#### [Do this]
Continue the account below of the robbery by a man posing as a police officer, starting right after its final sentence.

[begin Selected excerpt]

Smoke was seen coming from beneath the car, and the officer screamed at the men to run for their dear lives, which is what they naively did. The thought of a dynamite exploding must have been terrifying enough.
But there was no bang, and this gave the thief more than enough time to take over the car and drive with the stock of money in an unknown direction, never to be identified in the thorough investigations that followed.
Whether you wonder how much he stole, the sum surpasses $3 million in today’s value.
In their testimonies of what happened, the employees said they believed the officer. They did not suspect the man was fraudulent. Bomb threats had indeed been mailed to their bank’s manager a few days before the hefty theft. And in addition, the fake cop had told them at the scene there was an explosion at the bank manager’s home.
All of this was a lie of course. The smoke they also saw coming from under the car was sabotaged too, merely a warning glare that the thief set to stir panic. The thief’s Yamaha motorbike was also false, just painted over to make it look like it belonged to the police.
After running away with the vehicle containing the money, the thief eventually changed his means of transport. A Toyota with empty metal boxes inside that once stored the abundance of the now-missing cash, was found abandoned several months after the crime.
You might imagine at what intensity the investigations unfolded. A lengthy, exhaustive, $12 million process which did not find out who was guilty of the crime.
Hundreds of detectives were hired as interrogations took over, to question a surreal number of over 110,000 persons who found their name on the suspects list. It is said that two investigators died due to the tremendous work overload they had to bear.
The case truly became the most thorough investigation carried out by the Japanese authorities at the time, and perhaps in the entire wider region.
An early suspect appeared, a teenage child of a real police officer with a bike. However, the boy, aged only 19, was dead within a week of the robbery. He had consumed potassium cyanide.
The father insisted his son was innocent despite the fact that the boy had a background involving activities with local gangsters. His death was eventually dismissed as a suicide and his innocence confirmed post-mortem. No money was ever traced to the deceased anyhow.
A year later, in December 1969, a second major suspect emerged after some allegations were minced out by the Mainichi Shimbun, one of Japan’s major newspapers.

[end Selected excerpt]
[begin Extracted information]

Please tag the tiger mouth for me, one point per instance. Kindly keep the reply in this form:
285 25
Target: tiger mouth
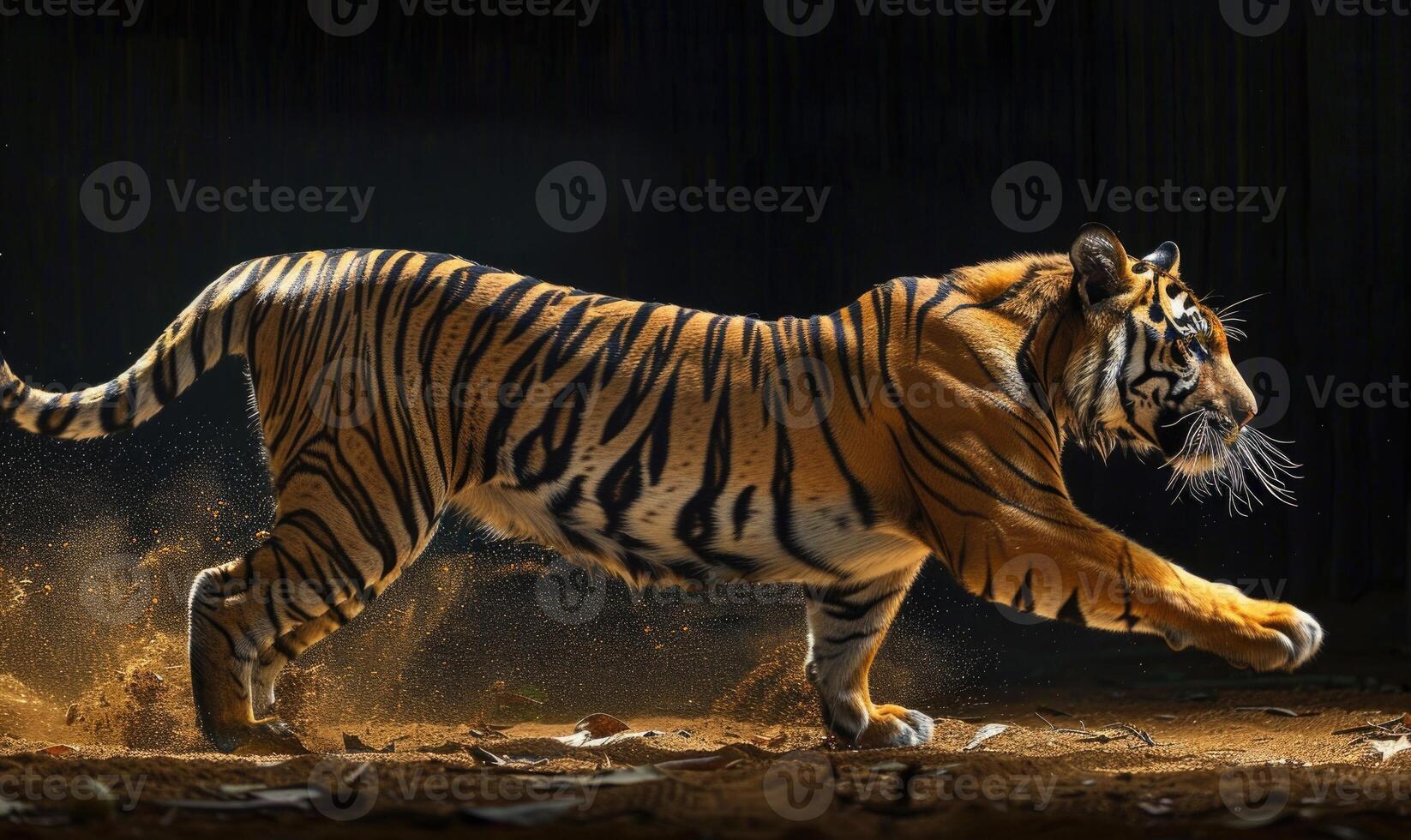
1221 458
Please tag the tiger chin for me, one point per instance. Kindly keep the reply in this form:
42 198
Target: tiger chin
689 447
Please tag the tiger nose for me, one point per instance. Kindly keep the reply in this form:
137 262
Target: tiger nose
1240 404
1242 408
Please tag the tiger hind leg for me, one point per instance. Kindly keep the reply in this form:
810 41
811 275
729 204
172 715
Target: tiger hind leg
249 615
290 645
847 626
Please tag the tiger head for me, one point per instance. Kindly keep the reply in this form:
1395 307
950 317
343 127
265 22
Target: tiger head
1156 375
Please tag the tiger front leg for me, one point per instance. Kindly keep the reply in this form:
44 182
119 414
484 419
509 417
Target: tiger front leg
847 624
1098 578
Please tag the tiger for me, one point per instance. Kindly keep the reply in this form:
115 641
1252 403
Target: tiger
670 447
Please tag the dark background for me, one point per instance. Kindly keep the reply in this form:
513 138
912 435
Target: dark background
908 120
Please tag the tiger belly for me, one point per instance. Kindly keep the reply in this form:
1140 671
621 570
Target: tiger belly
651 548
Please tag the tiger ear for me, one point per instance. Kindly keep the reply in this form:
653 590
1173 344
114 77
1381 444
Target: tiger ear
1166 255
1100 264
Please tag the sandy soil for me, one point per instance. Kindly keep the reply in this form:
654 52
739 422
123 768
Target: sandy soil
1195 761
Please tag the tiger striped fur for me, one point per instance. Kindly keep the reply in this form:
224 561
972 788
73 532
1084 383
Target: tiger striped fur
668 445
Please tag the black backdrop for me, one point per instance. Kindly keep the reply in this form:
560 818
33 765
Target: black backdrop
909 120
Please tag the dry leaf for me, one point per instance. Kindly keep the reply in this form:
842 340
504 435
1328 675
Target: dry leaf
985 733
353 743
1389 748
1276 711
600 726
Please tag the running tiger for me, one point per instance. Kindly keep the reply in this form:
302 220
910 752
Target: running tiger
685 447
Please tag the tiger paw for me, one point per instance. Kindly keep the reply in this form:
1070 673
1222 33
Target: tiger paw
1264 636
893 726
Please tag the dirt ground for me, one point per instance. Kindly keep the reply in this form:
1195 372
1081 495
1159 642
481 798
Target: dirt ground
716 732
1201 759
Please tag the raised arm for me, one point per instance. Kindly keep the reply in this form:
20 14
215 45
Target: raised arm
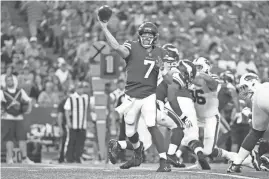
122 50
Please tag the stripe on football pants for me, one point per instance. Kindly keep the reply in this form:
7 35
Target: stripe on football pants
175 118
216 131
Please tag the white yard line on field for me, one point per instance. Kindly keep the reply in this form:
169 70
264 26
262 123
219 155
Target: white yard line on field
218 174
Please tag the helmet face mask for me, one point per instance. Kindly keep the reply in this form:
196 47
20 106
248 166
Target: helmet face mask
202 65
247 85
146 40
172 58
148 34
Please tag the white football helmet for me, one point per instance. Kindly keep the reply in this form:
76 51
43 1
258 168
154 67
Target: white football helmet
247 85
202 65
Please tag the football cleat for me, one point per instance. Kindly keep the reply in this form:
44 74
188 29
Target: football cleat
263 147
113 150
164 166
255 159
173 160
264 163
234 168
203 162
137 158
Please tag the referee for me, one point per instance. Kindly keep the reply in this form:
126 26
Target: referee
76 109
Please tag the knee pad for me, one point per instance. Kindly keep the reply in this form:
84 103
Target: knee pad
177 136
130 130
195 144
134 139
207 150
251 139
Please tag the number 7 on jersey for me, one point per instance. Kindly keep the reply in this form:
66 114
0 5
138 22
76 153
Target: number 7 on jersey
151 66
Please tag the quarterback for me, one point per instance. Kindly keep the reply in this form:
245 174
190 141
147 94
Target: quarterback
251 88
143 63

[end Extracted information]
[begin Extracted information]

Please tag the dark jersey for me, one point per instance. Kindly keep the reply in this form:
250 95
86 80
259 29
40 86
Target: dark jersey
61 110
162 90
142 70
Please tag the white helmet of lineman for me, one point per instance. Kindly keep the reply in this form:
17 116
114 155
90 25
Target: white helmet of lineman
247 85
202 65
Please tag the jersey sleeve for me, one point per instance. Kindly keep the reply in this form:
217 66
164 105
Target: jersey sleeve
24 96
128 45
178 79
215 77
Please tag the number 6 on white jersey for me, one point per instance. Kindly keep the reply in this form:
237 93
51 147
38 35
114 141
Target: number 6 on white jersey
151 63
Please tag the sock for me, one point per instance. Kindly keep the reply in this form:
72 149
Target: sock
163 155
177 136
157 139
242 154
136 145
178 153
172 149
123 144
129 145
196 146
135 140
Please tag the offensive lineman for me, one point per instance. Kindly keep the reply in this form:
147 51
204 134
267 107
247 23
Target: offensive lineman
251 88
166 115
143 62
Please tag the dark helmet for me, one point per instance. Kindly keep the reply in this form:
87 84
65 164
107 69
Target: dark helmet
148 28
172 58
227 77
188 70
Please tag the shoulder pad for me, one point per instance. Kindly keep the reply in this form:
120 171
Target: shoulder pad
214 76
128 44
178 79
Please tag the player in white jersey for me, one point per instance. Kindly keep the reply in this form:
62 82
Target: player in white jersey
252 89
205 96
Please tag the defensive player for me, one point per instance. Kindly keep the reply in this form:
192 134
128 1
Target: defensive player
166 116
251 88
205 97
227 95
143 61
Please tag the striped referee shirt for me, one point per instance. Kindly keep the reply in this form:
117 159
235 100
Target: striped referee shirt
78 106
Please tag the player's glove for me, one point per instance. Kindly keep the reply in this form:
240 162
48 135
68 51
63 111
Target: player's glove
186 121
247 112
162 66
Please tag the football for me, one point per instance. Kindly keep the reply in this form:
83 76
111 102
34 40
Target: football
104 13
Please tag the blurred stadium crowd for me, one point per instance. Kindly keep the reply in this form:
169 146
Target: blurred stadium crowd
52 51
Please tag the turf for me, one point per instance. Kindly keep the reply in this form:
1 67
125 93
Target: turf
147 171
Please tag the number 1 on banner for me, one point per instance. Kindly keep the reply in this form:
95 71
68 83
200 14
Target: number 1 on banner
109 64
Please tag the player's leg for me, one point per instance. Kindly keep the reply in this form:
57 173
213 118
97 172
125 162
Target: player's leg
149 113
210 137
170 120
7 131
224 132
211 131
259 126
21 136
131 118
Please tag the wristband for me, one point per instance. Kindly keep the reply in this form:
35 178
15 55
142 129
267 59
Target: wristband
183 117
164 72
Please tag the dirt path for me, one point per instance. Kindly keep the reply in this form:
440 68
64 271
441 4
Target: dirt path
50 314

[end Extracted information]

#### [Result of the task]
An employee of the governmental office of Canada in Tokyo, in his mid-twenties, was reportedly arrested because he looked like the thief’s composite portrait. But this man had alibis which proved correct and he was free of accusations.
A third major suspect emerged years later on November 15, 1975, just about the time when the case was approaching its statute of limitations. The suspect was an acquaintance of the 19-year-old who had died of potassium cyanide poisoning.
In the possession of the newly suspected man was found a large sum of money which the authorities considered may have links with the 1968 heist.
The suspect, who himself would have been a teenager when the crime took place, did not disclose information on how he had amassed his fortune. Neither could investigators connect the money to the crime.
The ‘statute of limitations’ entered in force at the end of 1975, the legal enforcement period which prevents prosecutors from trying someone after a certain amount of time. Not a single person was convicted for the crime by this point.
After 1988, time had also run out for any civil liabilities, meaning the wrongdoer was now able to freely use a book deal or appear as a guest on television and acknowledge what a genius he was, running away with such a hefty plunder. But nobody ever came forth bragging. The thief’s identity has remained riddled, and perhaps he might even be dead after so many years, carrying his secret into the grave.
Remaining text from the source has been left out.